**What to work on**.
Lay out the rows below, from the start of the rows through the line containing "top-left (609, 0), bottom-right (1003, 160)", as a Markdown table with the columns Number and Line, omitting blank lines. Leave the pictures out.

**Task data**.

###

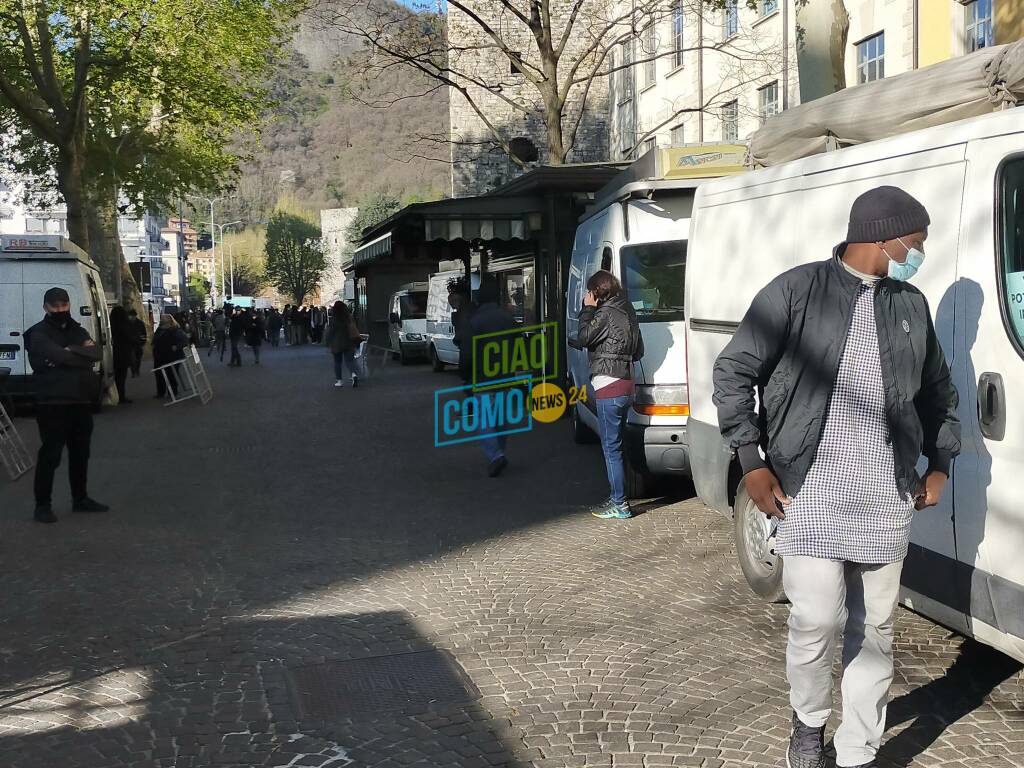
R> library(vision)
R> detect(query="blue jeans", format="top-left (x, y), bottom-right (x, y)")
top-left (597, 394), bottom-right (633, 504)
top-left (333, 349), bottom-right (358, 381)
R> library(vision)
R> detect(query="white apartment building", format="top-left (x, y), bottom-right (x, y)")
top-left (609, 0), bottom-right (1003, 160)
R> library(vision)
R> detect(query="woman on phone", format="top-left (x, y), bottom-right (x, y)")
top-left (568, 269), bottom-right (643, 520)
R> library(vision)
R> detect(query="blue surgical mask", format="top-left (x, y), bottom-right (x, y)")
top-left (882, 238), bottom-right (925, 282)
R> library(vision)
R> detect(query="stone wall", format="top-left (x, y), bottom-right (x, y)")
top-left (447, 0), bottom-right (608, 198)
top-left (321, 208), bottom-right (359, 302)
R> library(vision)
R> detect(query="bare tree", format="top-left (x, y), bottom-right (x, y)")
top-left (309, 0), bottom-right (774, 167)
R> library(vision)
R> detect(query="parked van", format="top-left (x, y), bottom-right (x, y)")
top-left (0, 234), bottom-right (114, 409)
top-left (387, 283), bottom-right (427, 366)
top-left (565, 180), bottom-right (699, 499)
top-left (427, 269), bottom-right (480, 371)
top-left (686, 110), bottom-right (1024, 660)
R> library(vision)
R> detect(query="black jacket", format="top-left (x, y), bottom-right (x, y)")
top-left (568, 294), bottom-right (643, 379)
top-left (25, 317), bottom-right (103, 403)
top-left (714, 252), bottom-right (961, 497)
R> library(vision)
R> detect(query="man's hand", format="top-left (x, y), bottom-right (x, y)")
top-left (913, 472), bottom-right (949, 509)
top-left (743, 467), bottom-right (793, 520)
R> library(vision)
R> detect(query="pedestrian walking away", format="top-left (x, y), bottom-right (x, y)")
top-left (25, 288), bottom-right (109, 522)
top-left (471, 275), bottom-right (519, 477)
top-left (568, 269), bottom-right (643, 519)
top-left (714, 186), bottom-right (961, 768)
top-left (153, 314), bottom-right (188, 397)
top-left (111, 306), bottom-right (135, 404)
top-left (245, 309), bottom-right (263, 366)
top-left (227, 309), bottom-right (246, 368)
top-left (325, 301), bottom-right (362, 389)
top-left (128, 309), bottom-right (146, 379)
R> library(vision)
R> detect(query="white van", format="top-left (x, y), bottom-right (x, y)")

###

**Output of the task**.
| Number | Line |
|---|---|
| 1 | R> library(vision) |
| 2 | R> detect(query="blue jeans", format="top-left (x, y), bottom-right (x, y)") |
| 3 | top-left (597, 394), bottom-right (633, 504) |
| 4 | top-left (333, 349), bottom-right (358, 381) |
| 5 | R> library(vision) |
| 6 | R> detect(query="white apartment building", format="top-left (x, y), bottom-right (x, y)") |
| 7 | top-left (609, 0), bottom-right (1003, 160) |